Some scholars have addressed the potential existence of puritanical bias in the existing social psychology literature. It is argued that by orienting paths of research around the assumption that self-control is always optimal, researchers imply that social issues such as obesity and under-saving for retirement are problems of individual-level low self-control, rather than contextual issues. George Loewenstein advises that the issue could potentially be remedied by more research into the perils of hyperopia, that is the effects of self-control regret, in order to balance perspectives on the importance of individual-level self-control as a determinant of behaviour.

Outside of academia, however, the issue of puritanical bias remains pertinent in shaping narratives surrounding social issues such as obesity, saving for retirement and violence against women. In disproportionately attributing individual-level explanations to undesirable outcomes, policy-makers absolve themselves of blame by displacing social issues onto those who suffer most from them.

▸ Data:
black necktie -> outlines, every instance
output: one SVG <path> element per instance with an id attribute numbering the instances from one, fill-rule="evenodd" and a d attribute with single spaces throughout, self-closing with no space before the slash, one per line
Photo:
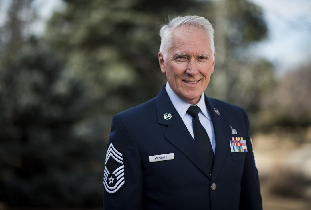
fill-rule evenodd
<path id="1" fill-rule="evenodd" d="M 214 162 L 214 152 L 208 135 L 205 129 L 200 122 L 198 114 L 201 110 L 198 107 L 190 106 L 187 113 L 192 117 L 194 140 L 204 163 L 210 173 L 211 173 Z"/>

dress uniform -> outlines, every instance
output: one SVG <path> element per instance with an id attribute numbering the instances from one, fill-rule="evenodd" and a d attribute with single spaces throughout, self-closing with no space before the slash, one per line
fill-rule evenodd
<path id="1" fill-rule="evenodd" d="M 165 85 L 156 98 L 113 118 L 104 210 L 262 209 L 245 111 L 204 97 L 215 135 L 212 173 Z"/>

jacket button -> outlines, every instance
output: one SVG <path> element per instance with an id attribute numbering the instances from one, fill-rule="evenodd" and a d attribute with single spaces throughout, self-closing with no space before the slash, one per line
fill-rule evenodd
<path id="1" fill-rule="evenodd" d="M 215 190 L 216 189 L 216 184 L 214 183 L 212 184 L 212 186 L 211 187 L 211 188 L 212 189 L 212 190 Z"/>

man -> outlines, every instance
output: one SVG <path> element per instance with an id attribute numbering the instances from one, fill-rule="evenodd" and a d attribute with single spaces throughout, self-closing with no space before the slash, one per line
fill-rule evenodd
<path id="1" fill-rule="evenodd" d="M 161 28 L 168 82 L 113 120 L 104 210 L 262 209 L 245 112 L 203 93 L 214 70 L 213 33 L 197 16 Z"/>

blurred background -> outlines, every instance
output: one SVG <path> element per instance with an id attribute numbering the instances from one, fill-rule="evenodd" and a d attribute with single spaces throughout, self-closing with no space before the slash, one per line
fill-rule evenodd
<path id="1" fill-rule="evenodd" d="M 169 16 L 215 29 L 206 91 L 251 123 L 264 209 L 311 208 L 311 2 L 0 1 L 0 210 L 101 209 L 113 116 L 156 96 Z"/>

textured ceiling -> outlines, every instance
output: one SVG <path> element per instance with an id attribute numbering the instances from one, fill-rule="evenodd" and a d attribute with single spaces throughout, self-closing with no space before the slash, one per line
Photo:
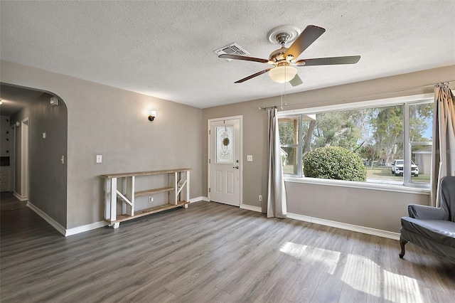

▸ Set of tasks:
1. Can you sum up the passage on puritanical bias in two sentences?
2. Could you return the passage on puritanical bias word for word, starting at "Outside of academia, however, the" and ending at "most from them."?
The lines aren't needed here.

▸ Exercise responses:
1. Some scholars argue that social psychology research built on the assumption that self-control is always optimal frames issues like obesity and under-saving for retirement as individual-level low self-control rather than contextual problems, and George Loewenstein suggests more research into hyperopia, the effects of self-control regret, to balance this view. Outside academia, the bias still shapes narratives about obesity, saving for retirement and violence against women, letting policy-makers absolve themselves of blame by displacing social issues onto those who suffer most from them.

2.
Outside of academia, however, the issue of puritanical bias remains pertinent in shaping narratives surrounding social issues such as obesity, saving for retirement and violence against women. In disproportionately attributing individual-level explanations to undesirable outcomes, policy-makers absolve themselves of blame by displacing social issues onto those who suffer most from them.